DOCUMENT SEGMENT:

As a young musician who makes a living running around from state to state playing in different ensembles just to make ends meet, I barely make the time for myself. My practice sessions fell into what I was getting ready for in the next week or month. I never really focused on myself as a musician, especially as a Masters student where my time should be spent making myself an amazing player to go into the professional world. I was hardly sleeping or even eating and I felt so mentally unhealthy, and I didn’t even bother to address it. It didn’t take until around February when my teacher sat me down in her office one day after Spring Break. I had just come back from an audition for the Air Force Ceremonial Band after we did a tour with our university’s horn choir. I had spent months preparing, and my result turned into not even advancing past the first round. That meeting was my wake-up call. She sat me down and said that I need to just stop everything I’m doing, and think about why I’m doing this to myself. Think about the fact that I’m not improving as a player for one sole reason - I’m not focusing on the basic fundamentals to make me a great horn player. Sure, I practiced more than three hours a day like any other music student, but I was practicing the music just so I could get by. Not even a week later after that meeting, everything shut down. No more gigs, no more travelling, no more normal.

Sure, I could’ve spent the first two weeks of quarantine sulking and complaining about what had happened before as I watched my calendar slowly erase itself as I fell into the void of Nintendo’s new release, but what was the point? My teacher is fantastic, and every time we’ve had chats like this, it was to make me better - but what difference was doing nothing going to make?

The continuation of that story can be given for a different time. I’m a different person, a different student than I was this time last year. Now, I practice smarter, my playing has improved tenfold, and I have a new hunger as a musician and student - but what changed? Simple - goal setting.

Every January of each new year, people make these false end games that they strive to achieve by the finish of the year - cook healthier and from home, work out more, spend more time on mental health. We call these resolutions, and by the definition itself, a resolution is a way of fixing oneself when we’re not happy with what we’re doing. Yes, I’m guilty of doing these resolutions - I’m never always happy with the person I was in the previous year, and I always want to make a change - but in the end, I always go back to my creature of habit and never meet the finish line. Here’s the thing though, I wasn’t ashamed of the person I was in 2020. That Tyler was someone who fell down, got himself back up, and pushed so hard to be the way 2021 Tyler is now. I’m proud of 2020 Tyler, and he taught me something that I’m never going to forget - resolutions are absolute garbage.

Why do we strive to fix ourselves? It's a way of saying that we aren’t good enough and we’ll never achieve unless we fix problem after problem. As musicians, we are taught to make goals for ourselves - win orchestral auditions, get into a good graduate school, successfully play a lip trill - why can’t we make personal “resolutions” into achievable goals?

“Resolutions” are made at a certain time and they have a set end, whereas goals are achievable at any point of time, they can last days, minutes, or even years, but the trophy is still at the end of the finish line. Goals can also be changed at any point. The great thing about goals is that when they’re met they can be rearranged to be made larger, bigger and even more self-glorifying. By the second week of January, I set a few goals for myself, added some things, taken some things out, but by now on the fifth week of the year, I’ve started to reflect on my progress of these goals I’ve set for myself. 10% of the year is gone and I’m happy with who I’ve become in this amount of time. Here’s what I have as of yesterday (Friday, February 5, 2021)

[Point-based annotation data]
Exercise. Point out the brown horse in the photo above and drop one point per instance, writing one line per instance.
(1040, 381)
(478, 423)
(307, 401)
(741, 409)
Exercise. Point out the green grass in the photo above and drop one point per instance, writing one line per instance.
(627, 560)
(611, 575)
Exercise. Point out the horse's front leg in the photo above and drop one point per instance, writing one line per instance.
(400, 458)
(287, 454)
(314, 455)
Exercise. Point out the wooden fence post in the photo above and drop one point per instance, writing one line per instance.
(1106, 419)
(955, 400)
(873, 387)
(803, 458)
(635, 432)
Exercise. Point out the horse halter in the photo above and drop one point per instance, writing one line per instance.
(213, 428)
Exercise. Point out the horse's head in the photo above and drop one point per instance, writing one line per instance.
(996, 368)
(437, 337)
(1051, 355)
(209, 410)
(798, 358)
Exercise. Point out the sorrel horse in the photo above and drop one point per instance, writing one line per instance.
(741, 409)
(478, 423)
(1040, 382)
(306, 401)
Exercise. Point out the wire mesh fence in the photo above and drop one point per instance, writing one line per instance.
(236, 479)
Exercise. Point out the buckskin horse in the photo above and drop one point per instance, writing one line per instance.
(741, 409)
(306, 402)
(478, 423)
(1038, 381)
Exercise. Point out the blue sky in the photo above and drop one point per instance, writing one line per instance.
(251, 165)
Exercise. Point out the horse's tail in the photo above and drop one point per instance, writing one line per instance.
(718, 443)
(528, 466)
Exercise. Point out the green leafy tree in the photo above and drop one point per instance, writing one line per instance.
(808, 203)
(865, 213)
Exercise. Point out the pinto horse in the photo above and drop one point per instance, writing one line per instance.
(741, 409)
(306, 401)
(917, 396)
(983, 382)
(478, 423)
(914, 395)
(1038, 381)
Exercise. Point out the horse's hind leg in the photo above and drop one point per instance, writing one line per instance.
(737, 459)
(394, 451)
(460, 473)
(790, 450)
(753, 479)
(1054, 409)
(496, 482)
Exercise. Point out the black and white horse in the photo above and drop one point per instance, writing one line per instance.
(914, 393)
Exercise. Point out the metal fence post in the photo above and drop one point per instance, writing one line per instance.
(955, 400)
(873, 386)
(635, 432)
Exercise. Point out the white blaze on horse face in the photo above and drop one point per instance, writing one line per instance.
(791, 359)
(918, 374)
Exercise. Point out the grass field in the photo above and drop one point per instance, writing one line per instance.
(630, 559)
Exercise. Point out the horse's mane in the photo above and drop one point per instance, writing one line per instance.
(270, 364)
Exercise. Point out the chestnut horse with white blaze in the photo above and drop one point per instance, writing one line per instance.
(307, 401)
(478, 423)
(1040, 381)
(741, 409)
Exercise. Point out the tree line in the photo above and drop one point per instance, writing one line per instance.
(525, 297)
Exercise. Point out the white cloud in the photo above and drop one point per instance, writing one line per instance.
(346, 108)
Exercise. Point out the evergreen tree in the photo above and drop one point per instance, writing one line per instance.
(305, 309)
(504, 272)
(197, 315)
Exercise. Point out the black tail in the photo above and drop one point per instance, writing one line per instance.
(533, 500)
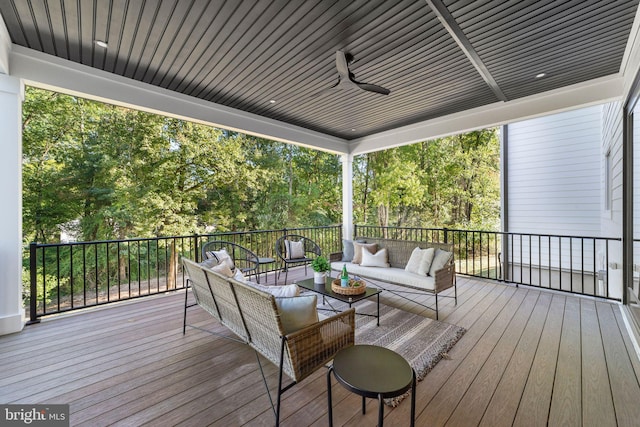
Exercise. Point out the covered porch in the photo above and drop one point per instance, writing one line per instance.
(529, 357)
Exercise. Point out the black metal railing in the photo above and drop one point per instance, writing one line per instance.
(69, 276)
(576, 264)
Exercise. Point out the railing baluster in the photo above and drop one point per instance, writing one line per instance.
(468, 245)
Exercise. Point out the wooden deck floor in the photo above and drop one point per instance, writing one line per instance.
(529, 358)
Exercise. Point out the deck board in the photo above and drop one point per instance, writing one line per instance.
(504, 402)
(129, 364)
(597, 402)
(566, 403)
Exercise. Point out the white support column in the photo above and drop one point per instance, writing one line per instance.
(11, 310)
(347, 196)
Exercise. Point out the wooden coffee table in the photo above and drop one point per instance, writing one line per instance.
(325, 291)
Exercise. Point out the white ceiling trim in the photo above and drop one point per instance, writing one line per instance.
(597, 91)
(631, 59)
(49, 72)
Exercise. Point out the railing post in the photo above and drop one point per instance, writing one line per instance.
(33, 293)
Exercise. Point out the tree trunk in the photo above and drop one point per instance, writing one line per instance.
(173, 261)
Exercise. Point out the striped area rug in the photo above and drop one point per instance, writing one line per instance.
(422, 341)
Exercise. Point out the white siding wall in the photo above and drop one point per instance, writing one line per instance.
(554, 174)
(555, 180)
(611, 220)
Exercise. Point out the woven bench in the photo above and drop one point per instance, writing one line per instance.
(259, 320)
(399, 252)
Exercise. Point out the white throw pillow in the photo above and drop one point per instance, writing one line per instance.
(294, 250)
(222, 256)
(426, 260)
(359, 248)
(277, 291)
(414, 261)
(239, 276)
(379, 259)
(209, 262)
(440, 259)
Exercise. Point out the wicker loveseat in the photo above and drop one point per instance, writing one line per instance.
(263, 322)
(399, 253)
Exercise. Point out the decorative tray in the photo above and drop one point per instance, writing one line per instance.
(356, 287)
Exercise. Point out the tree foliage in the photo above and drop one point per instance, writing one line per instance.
(446, 182)
(107, 172)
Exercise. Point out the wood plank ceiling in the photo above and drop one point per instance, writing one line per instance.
(436, 56)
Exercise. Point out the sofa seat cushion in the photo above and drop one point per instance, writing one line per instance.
(390, 274)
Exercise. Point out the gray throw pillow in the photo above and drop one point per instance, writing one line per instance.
(440, 259)
(297, 312)
(414, 261)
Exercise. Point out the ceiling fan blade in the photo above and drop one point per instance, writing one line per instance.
(327, 89)
(373, 88)
(342, 65)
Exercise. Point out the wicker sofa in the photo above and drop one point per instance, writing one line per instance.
(399, 253)
(270, 325)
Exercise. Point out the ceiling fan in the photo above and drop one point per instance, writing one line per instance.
(346, 79)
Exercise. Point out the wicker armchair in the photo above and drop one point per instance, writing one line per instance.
(253, 315)
(310, 251)
(243, 258)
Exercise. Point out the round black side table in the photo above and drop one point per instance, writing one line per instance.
(374, 372)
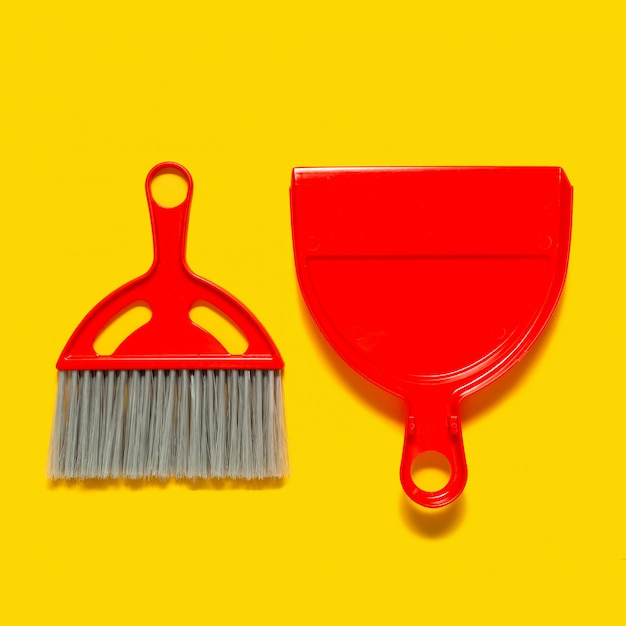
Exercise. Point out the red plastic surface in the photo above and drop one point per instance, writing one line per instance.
(431, 282)
(169, 340)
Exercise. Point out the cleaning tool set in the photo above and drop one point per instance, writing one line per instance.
(432, 283)
(170, 400)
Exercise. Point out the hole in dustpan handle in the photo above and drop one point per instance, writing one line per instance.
(431, 430)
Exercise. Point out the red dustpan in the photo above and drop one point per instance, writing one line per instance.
(431, 282)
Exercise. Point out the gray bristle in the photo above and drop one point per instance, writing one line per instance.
(169, 423)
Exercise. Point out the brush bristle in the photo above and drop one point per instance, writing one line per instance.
(168, 423)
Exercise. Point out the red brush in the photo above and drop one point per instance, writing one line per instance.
(170, 400)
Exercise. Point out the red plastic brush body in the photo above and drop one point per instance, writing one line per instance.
(169, 340)
(432, 283)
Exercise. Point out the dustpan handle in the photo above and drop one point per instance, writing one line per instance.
(433, 425)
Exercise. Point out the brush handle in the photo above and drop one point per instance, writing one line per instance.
(169, 225)
(433, 424)
(169, 340)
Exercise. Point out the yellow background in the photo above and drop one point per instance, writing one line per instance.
(95, 93)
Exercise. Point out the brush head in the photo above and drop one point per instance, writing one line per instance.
(169, 340)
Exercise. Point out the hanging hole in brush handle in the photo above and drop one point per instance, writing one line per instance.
(169, 223)
(433, 444)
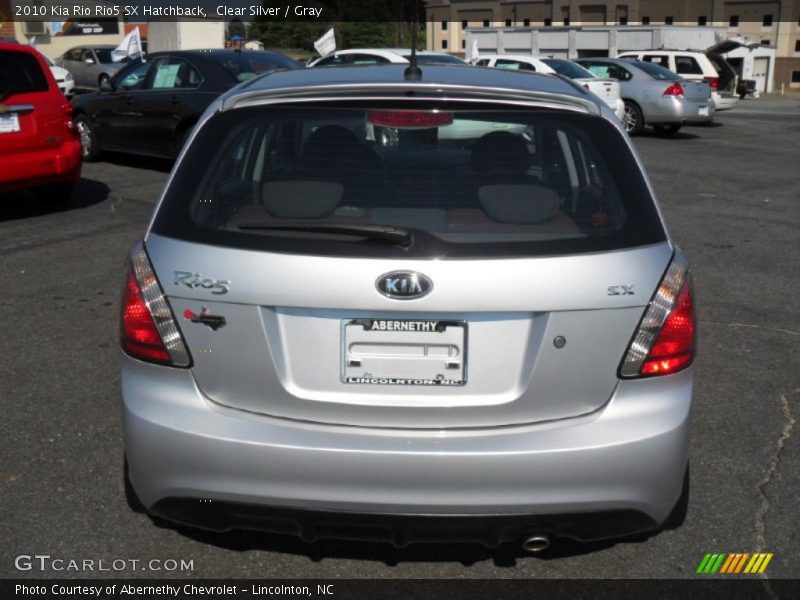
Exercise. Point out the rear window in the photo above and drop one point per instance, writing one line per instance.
(657, 72)
(432, 59)
(20, 72)
(246, 65)
(567, 68)
(459, 182)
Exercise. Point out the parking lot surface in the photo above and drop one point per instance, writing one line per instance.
(730, 195)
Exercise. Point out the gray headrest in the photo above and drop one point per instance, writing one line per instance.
(519, 203)
(301, 199)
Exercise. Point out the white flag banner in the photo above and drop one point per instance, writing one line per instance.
(326, 44)
(131, 45)
(473, 53)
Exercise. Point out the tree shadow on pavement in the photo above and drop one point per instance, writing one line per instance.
(25, 204)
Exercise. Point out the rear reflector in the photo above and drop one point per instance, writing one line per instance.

STATED TASK:
Reproduce the post on goal setting word for word, starting at "The continuation of" and ending at "- goal setting.".

EXERCISE SOLUTION:
The continuation of that story can be given for a different time. I’m a different person, a different student than I was this time last year. Now, I practice smarter, my playing has improved tenfold, and I have a new hunger as a musician and student - but what changed? Simple - goal setting.